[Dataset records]
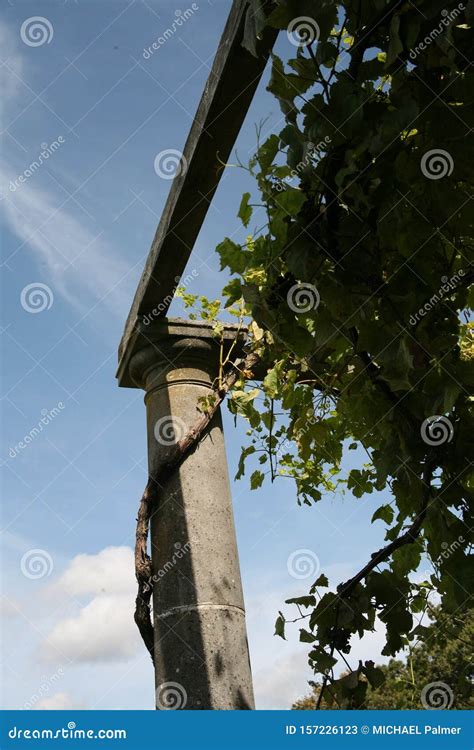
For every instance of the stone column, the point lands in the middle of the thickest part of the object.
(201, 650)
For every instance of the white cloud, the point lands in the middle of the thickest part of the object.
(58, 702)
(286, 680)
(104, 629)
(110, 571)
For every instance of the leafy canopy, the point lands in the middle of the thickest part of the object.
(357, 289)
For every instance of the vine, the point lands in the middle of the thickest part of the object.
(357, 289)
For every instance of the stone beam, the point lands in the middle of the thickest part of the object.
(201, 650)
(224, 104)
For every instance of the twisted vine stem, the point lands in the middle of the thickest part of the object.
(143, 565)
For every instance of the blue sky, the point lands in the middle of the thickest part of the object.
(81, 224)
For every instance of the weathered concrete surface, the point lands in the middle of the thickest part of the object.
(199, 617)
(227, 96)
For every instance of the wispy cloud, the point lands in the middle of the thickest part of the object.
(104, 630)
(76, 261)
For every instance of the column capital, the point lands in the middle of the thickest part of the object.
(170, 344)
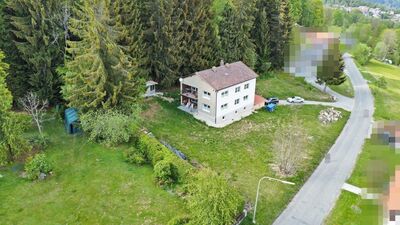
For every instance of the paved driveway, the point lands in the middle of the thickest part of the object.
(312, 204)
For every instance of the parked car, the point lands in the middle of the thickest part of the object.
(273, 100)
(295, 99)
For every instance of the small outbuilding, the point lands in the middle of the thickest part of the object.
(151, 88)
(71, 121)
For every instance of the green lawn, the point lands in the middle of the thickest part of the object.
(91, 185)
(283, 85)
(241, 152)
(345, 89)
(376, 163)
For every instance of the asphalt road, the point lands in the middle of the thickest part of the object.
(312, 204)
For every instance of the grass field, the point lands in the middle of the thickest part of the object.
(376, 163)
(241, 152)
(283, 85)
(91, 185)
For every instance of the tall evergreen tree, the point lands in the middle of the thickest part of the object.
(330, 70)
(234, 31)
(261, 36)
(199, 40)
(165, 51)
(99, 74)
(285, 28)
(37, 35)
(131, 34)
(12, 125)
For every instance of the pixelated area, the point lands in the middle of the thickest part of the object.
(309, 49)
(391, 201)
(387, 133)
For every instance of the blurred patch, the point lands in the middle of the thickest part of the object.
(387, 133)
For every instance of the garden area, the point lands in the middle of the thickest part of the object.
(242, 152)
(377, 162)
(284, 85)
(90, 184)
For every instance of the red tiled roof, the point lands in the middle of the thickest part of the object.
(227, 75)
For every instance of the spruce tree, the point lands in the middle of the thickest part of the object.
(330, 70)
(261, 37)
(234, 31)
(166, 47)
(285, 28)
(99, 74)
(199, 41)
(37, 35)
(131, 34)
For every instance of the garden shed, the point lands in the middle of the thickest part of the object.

---

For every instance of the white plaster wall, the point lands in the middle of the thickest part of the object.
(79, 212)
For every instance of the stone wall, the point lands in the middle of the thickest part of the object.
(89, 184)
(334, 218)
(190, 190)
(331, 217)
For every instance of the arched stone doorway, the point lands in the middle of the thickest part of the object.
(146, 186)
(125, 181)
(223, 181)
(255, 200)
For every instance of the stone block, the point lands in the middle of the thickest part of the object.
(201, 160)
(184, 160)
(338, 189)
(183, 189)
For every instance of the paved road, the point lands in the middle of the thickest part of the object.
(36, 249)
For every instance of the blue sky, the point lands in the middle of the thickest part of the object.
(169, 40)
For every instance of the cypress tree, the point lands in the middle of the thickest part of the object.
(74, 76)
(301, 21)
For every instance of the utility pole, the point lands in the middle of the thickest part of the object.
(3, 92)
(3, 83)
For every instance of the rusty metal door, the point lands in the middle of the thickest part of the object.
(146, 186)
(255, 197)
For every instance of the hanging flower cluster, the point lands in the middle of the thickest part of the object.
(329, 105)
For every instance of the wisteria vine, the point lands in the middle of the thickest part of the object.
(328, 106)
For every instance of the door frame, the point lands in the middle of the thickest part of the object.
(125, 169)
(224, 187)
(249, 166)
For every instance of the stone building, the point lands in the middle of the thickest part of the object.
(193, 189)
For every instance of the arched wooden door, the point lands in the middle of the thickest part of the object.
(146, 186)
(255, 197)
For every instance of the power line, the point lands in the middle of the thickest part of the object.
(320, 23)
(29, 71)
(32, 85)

What is needed:
Copy out every line in the rows above that contains the string "vine". Matching is case-sensitive.

Solution for this task:
For every instance of the vine, the point lands in the middle of the thickest part of the object.
For every instance of the twisted vine stem, the point lands in the middle of the thickest part of the object.
For every instance of the wisteria vine, the point lands in the middle of the thickest part of the object.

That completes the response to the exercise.